◆ Brano da leggere
----------------
Il nodo è ormai tutto politico e la Merkel lo spiega bene quando dice ai suoi concittadini che «la Germania andrà bene se tutta l’Europa andrà bene». Come dire che è inconcepibile un destino diverso di Berlino dall’attuale Unione, che la Germania trae la sua forza per competere con Cina e Usa solo all’interno dell’Europa, ma al tempo stesso avverte dei pericoli che corre la costruzione europea se esce divisa dalla sfida del coronavirus. A poche settimane dalla fine del suo mandato, e dopo vent’anni di Cancelleria, è difficile pensare che la Merkel lasci il suo Paese in un’Europa debole e preda dell’aggressività trumpiana.
Tutti scommettono su un’intesa basata sulla solidarietà. Anche i mercati, in salita da qualche giorno, sembrano auspicare un accordo che preveda i coronabond. Una speranza che diviene certezza se si considera che l’alternativa ad un’intesa sarebbe una pesantissima recessione accentuata dalla frantumazione dell’Europa.
A pesare molto in questa battaglia è stato il ruolo svolto dalla Francia che si è schierata con Italia, Spagna e altri sei paesi. Le parti principali del motore europeo sono sempre stati a Parigi e Berlino, ma dopo trent’anni dalla riunificazione tedesca e l’uscita del Regno Unito, si coglie una certa difficoltà della Francia di arginare da sola la potenza della Germania. Si apre uno spazio per l’Italia se non fossimo alle prese con un paradossale dibattito guidato da una nutrita pattuglia di partiti euroscettici ed anti europeisti che dopo anni trascorsi a chiedere l’uscita dall’euro e dall’Europa, ora la invocano alzando di continuo l’asticella delle richieste per poterne poi biasimare i limiti.
L’Europa ha molti difetti - distinti però da quelli dei paesi europei- ma questa pandemia non ha mostrato alternative mentre il sovranismo langue e si trasforma in autoritarismo.
----------------
◆ Righe riportate

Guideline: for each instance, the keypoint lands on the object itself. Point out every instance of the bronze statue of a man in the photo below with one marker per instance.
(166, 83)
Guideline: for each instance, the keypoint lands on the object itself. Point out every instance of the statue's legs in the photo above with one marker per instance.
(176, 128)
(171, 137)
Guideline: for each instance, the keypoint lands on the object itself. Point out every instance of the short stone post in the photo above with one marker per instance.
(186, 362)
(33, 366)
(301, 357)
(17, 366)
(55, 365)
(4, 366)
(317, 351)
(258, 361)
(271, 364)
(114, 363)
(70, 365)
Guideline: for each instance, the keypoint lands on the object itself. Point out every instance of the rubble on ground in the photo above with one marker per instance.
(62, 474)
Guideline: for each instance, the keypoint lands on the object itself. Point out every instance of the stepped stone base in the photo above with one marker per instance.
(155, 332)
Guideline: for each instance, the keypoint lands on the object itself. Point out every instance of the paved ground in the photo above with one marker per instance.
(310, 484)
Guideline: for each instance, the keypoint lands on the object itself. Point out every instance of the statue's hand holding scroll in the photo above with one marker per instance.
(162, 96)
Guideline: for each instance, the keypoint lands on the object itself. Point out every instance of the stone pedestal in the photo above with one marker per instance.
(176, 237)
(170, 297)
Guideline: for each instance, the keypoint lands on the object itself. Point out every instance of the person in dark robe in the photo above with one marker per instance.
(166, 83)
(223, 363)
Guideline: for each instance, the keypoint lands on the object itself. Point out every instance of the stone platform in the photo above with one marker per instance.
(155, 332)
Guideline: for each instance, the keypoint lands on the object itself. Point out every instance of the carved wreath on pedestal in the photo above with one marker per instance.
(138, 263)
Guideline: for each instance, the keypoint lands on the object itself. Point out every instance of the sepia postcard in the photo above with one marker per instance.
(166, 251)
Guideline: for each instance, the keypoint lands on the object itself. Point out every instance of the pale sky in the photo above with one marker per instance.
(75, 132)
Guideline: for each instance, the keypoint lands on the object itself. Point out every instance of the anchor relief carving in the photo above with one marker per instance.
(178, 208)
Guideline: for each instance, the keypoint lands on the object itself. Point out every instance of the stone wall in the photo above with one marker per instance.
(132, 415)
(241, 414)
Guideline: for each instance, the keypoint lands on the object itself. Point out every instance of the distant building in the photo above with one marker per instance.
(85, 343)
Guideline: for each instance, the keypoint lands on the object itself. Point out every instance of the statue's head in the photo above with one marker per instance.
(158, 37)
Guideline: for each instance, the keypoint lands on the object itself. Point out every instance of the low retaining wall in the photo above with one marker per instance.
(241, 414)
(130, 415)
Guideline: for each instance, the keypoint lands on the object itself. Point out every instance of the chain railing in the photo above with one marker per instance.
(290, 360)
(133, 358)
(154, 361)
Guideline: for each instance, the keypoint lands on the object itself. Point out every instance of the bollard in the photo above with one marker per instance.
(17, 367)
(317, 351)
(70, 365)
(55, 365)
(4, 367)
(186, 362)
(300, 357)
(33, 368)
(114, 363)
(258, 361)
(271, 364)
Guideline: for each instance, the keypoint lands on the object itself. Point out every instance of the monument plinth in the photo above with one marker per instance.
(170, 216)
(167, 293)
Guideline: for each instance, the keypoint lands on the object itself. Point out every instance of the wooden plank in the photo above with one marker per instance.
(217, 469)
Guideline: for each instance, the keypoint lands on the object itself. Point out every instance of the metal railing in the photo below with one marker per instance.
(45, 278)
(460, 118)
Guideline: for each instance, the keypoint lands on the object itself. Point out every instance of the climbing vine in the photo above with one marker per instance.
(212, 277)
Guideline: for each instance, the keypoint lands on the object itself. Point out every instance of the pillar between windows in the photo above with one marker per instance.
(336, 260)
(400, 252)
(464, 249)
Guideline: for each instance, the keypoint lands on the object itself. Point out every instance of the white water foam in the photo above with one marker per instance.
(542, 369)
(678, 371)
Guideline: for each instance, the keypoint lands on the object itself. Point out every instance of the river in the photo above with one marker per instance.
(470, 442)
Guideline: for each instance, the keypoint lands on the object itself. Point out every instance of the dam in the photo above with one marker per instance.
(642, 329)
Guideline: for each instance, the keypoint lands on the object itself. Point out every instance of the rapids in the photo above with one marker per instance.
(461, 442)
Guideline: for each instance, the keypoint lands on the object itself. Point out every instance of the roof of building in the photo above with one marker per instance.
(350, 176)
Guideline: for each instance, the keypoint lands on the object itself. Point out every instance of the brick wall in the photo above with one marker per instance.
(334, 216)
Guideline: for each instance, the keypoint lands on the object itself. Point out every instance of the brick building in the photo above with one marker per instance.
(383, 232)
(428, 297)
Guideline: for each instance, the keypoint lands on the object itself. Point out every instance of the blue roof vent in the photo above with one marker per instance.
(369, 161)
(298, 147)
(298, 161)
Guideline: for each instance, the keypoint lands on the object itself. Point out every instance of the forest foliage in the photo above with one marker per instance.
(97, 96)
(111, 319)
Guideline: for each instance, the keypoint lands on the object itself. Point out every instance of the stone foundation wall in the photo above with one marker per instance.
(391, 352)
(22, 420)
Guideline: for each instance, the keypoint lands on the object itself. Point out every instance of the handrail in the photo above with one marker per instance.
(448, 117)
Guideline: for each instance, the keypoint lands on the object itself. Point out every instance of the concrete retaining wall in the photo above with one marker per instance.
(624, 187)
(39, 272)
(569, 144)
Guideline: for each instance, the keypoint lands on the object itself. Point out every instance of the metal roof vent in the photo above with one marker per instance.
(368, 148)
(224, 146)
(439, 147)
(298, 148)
----------------
◆ Consegna
Riporta parola per parola il passo del brano sull'Europa e la pandemia che comincia con «A pesare molto» e prosegue fino a «biasimare i limiti.».

◆ Risposta alla consegna
A pesare molto in questa battaglia è stato il ruolo svolto dalla Francia che si è schierata con Italia, Spagna e altri sei paesi. Le parti principali del motore europeo sono sempre stati a Parigi e Berlino, ma dopo trent’anni dalla riunificazione tedesca e l’uscita del Regno Unito, si coglie una certa difficoltà della Francia di arginare da sola la potenza della Germania. Si apre uno spazio per l’Italia se non fossimo alle prese con un paradossale dibattito guidato da una nutrita pattuglia di partiti euroscettici ed anti europeisti che dopo anni trascorsi a chiedere l’uscita dall’euro e dall’Europa, ora la invocano alzando di continuo l’asticella delle richieste per poterne poi biasimare i limiti.